■ **Extract to read**:
The last decade has witnessed a growing interest in video salient object detection (VSOD). However, the research community long-term lacked a well-established VSOD dataset representative of real dynamic scenes with high-quality annotations. To address this issue, we elaborately collected a visual-attention-consistent Densely Annotated VSOD (DAVSOD) dataset, which contains 226 videos with 23,938 frames that cover diverse realistic-scenes, objects, instances and motions. With corresponding real human eye-fixation data, we obtain precise ground-truths. This is the first work that explicitly emphasizes the challenge of saliency shift, i.e., the video salient object(s) may dynamically change. To further contribute the community a complete benchmark, we systematically assess 17 representative VSOD algorithms over seven existing VSOD datasets and our DAVSOD with totally ~84K frames (largest-scale). Utilizing three famous metrics, we then present a comprehensive and insightful performance analysis. Furthermore, we propose a baseline model. It is equipped with a saliencyshift-aware convLSTM, which can efficiently capture video saliency dynamics through learning human attention-shift behavior. Extensive experiments1 open up promising future directions for model development and comparison.

■ **Data records**:
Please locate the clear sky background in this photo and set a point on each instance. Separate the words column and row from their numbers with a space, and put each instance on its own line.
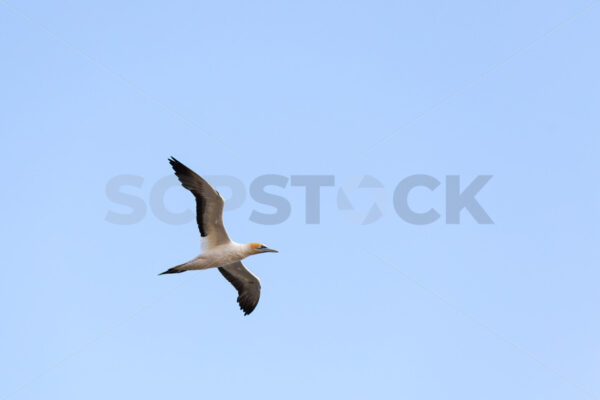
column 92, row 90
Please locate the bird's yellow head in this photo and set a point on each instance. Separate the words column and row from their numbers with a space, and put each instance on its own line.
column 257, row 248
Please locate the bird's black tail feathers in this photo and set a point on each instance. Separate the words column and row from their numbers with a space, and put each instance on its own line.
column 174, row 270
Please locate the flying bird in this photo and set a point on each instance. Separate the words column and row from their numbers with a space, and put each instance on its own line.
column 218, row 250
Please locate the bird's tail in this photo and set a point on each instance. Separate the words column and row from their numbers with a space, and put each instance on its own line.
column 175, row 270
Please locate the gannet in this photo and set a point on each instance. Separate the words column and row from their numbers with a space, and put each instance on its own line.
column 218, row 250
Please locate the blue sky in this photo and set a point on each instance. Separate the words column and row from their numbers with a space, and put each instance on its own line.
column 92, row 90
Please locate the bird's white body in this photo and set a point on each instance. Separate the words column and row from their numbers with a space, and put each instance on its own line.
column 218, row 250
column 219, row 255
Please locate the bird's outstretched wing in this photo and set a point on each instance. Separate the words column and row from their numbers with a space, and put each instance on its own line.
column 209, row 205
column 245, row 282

* * *

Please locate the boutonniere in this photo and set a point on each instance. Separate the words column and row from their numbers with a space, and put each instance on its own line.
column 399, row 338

■ **Your tasks**:
1 – According to the abstract on video salient object detection, how many videos and frames does the DAVSOD dataset contain?
2 – Using the abstract on video salient object detection, explain why the authors collected the DAVSOD dataset.
3 – Carry the abstract on video salient object detection further past its last sentence.

■ **Exercise results**:
1 – It contains 226 videos with 23,938 frames.

2 – The research community had long lacked a well-established VSOD dataset that represented real dynamic scenes and had high-quality annotations. The authors built DAVSOD to fill that gap.

3 –
Notion of saliency shift

The saliency shift is not just represented as a binary signal, w.r.t., whether it happens in a certain frame. Since we focus on an object-level task, we change the saliency values of different objects according to the shift of human attention. The rich annotations, including saliency shift, object-/instance-level ground-truths (GT), salient object numbers, scene/object categories, and camera/object motions, provide a solid foundation for VSOD task and benefit a wide range of potential applications.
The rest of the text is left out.